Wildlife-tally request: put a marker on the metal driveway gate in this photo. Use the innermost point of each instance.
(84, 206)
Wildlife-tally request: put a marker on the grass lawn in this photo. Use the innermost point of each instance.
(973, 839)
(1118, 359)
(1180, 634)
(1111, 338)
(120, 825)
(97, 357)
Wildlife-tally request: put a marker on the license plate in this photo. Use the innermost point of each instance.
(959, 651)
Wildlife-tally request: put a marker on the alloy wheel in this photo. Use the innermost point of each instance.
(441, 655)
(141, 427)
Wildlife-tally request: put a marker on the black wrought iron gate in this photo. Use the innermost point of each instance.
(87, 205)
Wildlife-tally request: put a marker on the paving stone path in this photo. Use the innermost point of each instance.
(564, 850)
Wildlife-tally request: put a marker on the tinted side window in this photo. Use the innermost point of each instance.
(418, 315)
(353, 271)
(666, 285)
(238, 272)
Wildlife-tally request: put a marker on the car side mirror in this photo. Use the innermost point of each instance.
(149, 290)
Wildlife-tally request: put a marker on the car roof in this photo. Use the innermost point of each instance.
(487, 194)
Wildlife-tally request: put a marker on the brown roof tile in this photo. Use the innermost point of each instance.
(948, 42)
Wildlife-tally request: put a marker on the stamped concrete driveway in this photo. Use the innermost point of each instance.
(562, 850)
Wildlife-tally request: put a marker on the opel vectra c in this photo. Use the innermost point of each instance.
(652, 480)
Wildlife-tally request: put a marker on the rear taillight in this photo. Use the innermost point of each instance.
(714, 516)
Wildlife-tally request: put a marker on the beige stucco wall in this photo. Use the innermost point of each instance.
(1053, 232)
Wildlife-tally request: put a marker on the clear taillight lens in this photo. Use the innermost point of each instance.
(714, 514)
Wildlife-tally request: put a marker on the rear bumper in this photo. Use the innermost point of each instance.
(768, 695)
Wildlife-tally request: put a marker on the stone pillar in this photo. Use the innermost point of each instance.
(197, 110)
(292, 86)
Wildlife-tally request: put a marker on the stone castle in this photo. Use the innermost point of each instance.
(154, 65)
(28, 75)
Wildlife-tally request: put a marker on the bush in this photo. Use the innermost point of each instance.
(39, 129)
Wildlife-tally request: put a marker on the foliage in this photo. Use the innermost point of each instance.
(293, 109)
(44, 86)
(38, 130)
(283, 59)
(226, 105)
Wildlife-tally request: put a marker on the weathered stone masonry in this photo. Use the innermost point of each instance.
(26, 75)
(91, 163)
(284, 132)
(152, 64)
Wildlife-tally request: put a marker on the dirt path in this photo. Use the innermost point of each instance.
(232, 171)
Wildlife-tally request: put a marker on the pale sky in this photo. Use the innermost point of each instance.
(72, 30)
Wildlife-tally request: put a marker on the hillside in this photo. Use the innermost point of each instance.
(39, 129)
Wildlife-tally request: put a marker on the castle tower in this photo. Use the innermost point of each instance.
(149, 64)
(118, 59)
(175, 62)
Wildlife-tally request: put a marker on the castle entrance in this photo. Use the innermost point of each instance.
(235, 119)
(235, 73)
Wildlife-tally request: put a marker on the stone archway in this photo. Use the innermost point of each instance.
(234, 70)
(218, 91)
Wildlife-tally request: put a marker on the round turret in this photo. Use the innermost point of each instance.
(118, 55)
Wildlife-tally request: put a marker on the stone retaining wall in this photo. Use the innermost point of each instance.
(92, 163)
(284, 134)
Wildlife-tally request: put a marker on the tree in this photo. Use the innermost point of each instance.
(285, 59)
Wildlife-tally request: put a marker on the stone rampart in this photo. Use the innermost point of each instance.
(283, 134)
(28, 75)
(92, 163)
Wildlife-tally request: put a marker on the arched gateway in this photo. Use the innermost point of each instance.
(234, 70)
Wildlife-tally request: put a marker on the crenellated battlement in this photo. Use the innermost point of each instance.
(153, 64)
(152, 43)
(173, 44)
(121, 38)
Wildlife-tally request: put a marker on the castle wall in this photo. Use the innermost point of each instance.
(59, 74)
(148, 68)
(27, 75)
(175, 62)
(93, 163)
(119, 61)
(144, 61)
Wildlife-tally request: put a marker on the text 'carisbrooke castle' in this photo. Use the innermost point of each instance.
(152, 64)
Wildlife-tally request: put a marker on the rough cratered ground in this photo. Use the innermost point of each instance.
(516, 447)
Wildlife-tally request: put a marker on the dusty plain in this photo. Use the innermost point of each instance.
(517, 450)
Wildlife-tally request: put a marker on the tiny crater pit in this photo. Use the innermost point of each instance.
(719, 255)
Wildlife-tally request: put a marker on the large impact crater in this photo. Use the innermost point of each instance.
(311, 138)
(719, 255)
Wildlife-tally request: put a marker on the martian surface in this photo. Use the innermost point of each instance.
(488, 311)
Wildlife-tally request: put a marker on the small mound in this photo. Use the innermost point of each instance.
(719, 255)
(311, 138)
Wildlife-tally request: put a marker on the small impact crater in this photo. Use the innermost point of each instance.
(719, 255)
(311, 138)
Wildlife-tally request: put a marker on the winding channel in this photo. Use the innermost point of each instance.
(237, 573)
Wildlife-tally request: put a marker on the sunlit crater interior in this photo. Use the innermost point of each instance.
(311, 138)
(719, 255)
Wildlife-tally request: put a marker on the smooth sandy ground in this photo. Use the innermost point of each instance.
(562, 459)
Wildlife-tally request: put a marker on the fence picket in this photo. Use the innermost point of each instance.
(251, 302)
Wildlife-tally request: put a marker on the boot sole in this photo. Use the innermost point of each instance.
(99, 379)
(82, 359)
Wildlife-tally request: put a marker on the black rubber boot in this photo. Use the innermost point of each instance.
******************************
[PROBLEM STATEMENT] Return the full listing, character for character.

[REPLY]
Wildlife-tally request: put a marker on the metal driveway gate in this photo. Use the innermost point of each instance.
(84, 206)
Wildlife-tally request: put a marker on the grass lawn in this photo. Use the innermost point of each instance.
(973, 839)
(1118, 359)
(1180, 634)
(1111, 338)
(120, 825)
(97, 357)
Wildlife-tally request: put a marker on the license plate in this photo. Use the innermost point of each instance.
(959, 651)
Wildlife-tally request: put a marker on the alloy wheel in this photo. Use the innermost point of each instance.
(441, 655)
(141, 427)
Wildlife-tally request: put a marker on the black wrought iron gate in this photo. Use the innermost point of each instance.
(87, 205)
Wildlife-tally request: put a marker on the paving stone path in this photo. Use the innermost point of each instance.
(564, 850)
Wildlife-tally request: put a marker on the tinted side window in this photo. Use the innermost point of each instance.
(418, 315)
(353, 271)
(666, 285)
(238, 272)
Wildlife-tally request: put a marker on the car side mirror in this photo. Use the innermost point of each instance.
(149, 290)
Wildlife-tally request: put a marker on the car roof in this photo. Use the innermost point of each instance.
(487, 194)
Wildlife-tally request: put a marker on the brown roof tile in this photo. Use the innermost point of each instance.
(948, 42)
Wildlife-tally request: put a marker on the stamped concrete driveway in this photo. Use the innermost point of each instance.
(562, 850)
Wildlife-tally request: put a marker on the opel vectra c in this photo. Use the innermost point of each instance.
(652, 480)
Wildlife-tally request: put a marker on the rear taillight in this photo. Use the innermost point of each instance.
(714, 516)
Wildlife-tally request: put a marker on the beige stucco wall in this photo. Use the innermost point of each instance.
(1053, 232)
Wildlife-tally request: put a marker on the clear taillight lens in this photo. Use the innermost point of each instance.
(714, 514)
Wildlife-tally request: put a marker on the rear bumper in this photo. Use the innermost point of each instance.
(768, 695)
Wildlife-tally request: put a marker on the stone pillar in this photo. Use the innermost point of each instance.
(197, 110)
(292, 86)
Wildlife-tally request: put a marker on the stone castle in this photo. Use the innermost point of each instance.
(154, 65)
(28, 75)
Wildlife-tally request: put a marker on the bush in this photo. Use the innermost point of each instance.
(39, 129)
Wildlife-tally request: put a marker on the foliage in this photo. Use the innermost point of each instance.
(293, 109)
(44, 86)
(38, 130)
(283, 59)
(226, 105)
Wildlife-tally request: put a marker on the weathered stone masonry in this photo. Use the innermost point of each instance.
(26, 75)
(91, 163)
(284, 132)
(152, 64)
Wildlife-tally request: put a marker on the dirt path in this photo. Use the innermost point of each instance.
(232, 171)
Wildlife-tally request: put a marker on the pale sky in this photo. Use the innermost point of each instance.
(72, 30)
Wildlife-tally request: put a marker on the hillside in this photo. Use the innermost point of each instance.
(39, 129)
Wildlife-tally request: put a marker on the castle tower in this photo. Use the innermost point of each instance.
(149, 64)
(118, 59)
(175, 62)
Wildlife-tally request: put a marker on the castle entrance in this photo. Use the innermost point of each instance.
(235, 119)
(235, 73)
Wildlife-tally request: put a marker on the stone archway in this photo. Use the innermost point of each instance.
(234, 70)
(218, 91)
Wildlife-tally request: put a marker on the round turret in this photo. Use the innermost point of each instance.
(118, 55)
Wildlife-tally request: put a marker on the stone retaining wall in this photo. Use the innermost point of each instance.
(92, 163)
(284, 134)
Wildlife-tally request: put a marker on the tree in this photo. Use the innermost point of each instance.
(285, 59)
Wildlife-tally request: put a marker on the stone rampart in this photo. Use the innermost point of each instance.
(283, 134)
(28, 75)
(92, 163)
Wildlife-tally request: put a marker on the arched gateway in this photo. Use the innermost point of each instance.
(234, 70)
Wildlife-tally request: put a marker on the crenellated battlement in this photo. Use the innermost point of each instance.
(153, 64)
(152, 43)
(173, 44)
(121, 38)
Wildlife-tally request: put a marker on the castle wall in this photo. Use the innermost point of each instance.
(59, 74)
(148, 68)
(27, 75)
(175, 62)
(93, 163)
(119, 61)
(144, 61)
Wildlife-tally request: put a marker on the text 'carisbrooke castle' in this photo. Use the innermost point of each instance.
(152, 64)
Wildlife-tally request: put a marker on the rough cratered ground in this photo. Use the innermost point of each instance.
(516, 447)
Wildlife-tally request: put a marker on the dusty plain in this photo. Use the innermost point of each instance.
(517, 450)
Wildlife-tally request: put a marker on the tiny crater pit in this photo. Use the innermost point of each instance.
(719, 255)
Wildlife-tally request: put a marker on the large impact crater in this photo. Use the innermost point of each instance.
(311, 138)
(719, 255)
Wildlife-tally request: put a marker on the martian surface in this photo. Use the innermost point of each instance.
(488, 311)
Wildlife-tally request: put a marker on the small mound in this photo. Use the innermost point of each instance.
(719, 255)
(311, 138)
Wildlife-tally request: put a marker on the small impact crater in this photo. Use the innermost point of each instance.
(719, 255)
(311, 138)
Wildlife-tally request: put a marker on the winding channel in this photo. Use the innermost point of each instance.
(237, 573)
Wildlife-tally request: put a marker on the sunlit crater interior in this photo. Use the innermost point of each instance.
(311, 138)
(719, 255)
Wildlife-tally request: put a marker on the smooth sandy ground in this photo. Use the innermost point of each instance.
(562, 459)
Wildlife-tally request: put a marker on the fence picket in this photo. Use the innermost point of each instance.
(251, 302)
Wildlife-tally request: put a marker on the boot sole in this photo. Use the innermost point of each instance.
(99, 379)
(82, 359)
Wildlife-tally request: put a marker on the black rubber boot in this photo. Use the innermost point of each instance.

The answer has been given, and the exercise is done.